[Work to be completed]
Please set down, exactly, the line with "Tag the white" and all lines that follow it through the end of the records below.

[Supplied records]
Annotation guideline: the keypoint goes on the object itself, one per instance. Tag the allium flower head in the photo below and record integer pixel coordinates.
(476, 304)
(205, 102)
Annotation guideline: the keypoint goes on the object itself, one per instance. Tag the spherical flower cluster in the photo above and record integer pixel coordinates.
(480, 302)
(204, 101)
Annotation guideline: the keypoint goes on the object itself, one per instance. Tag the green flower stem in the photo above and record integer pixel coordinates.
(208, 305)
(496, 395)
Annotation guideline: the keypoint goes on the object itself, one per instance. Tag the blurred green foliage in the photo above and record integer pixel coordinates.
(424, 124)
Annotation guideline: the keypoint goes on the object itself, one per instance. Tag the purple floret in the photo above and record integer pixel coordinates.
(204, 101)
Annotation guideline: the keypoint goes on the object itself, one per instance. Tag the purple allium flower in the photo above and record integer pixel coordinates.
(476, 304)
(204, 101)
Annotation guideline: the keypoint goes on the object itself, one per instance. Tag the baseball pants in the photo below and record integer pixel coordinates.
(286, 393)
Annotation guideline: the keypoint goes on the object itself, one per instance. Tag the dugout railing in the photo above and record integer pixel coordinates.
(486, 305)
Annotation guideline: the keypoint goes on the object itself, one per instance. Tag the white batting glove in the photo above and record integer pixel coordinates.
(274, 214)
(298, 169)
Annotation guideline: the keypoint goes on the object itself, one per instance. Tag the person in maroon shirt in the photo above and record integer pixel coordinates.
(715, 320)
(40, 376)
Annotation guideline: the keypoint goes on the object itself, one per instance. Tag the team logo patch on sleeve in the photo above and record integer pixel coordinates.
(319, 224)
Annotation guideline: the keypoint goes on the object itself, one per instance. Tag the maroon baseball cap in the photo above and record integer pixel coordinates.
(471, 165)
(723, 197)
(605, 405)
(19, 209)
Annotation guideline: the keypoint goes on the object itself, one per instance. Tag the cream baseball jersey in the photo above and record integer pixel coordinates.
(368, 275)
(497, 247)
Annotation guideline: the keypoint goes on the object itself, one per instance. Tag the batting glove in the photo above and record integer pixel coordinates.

[Response below]
Annotation guideline: the keypoint goes on the object itself, one per instance. Tag the white batting glove in the photo above and record integer pixel coordinates.
(274, 214)
(298, 169)
Annotation guideline: the keypoint goes on the object itself, one per instance. Tag the person in maroon shirt in the photo above and record integer pixel coordinates.
(715, 320)
(40, 376)
Annotation guideline: the keypoint goes on the object itself, one per instance. Tag the team logo patch on sleeve in the photo above and record integer pixel coordinates.
(319, 224)
Annotation guideline: the keypoint goes on the object itself, one per instance. Tag the maroon baseball cap in the photo above and record integer pixel coordinates.
(471, 165)
(723, 197)
(605, 405)
(19, 209)
Annotation guideline: the keypoint goes on the object itself, one per instance. Tag the cream baseball jersey in the photo above and record integer pixel coordinates.
(368, 275)
(497, 247)
Annotation guideline: the keypoint goes on the object itself, one per instance. Tag the batting glove in the photo above and record integer pixel coordinates.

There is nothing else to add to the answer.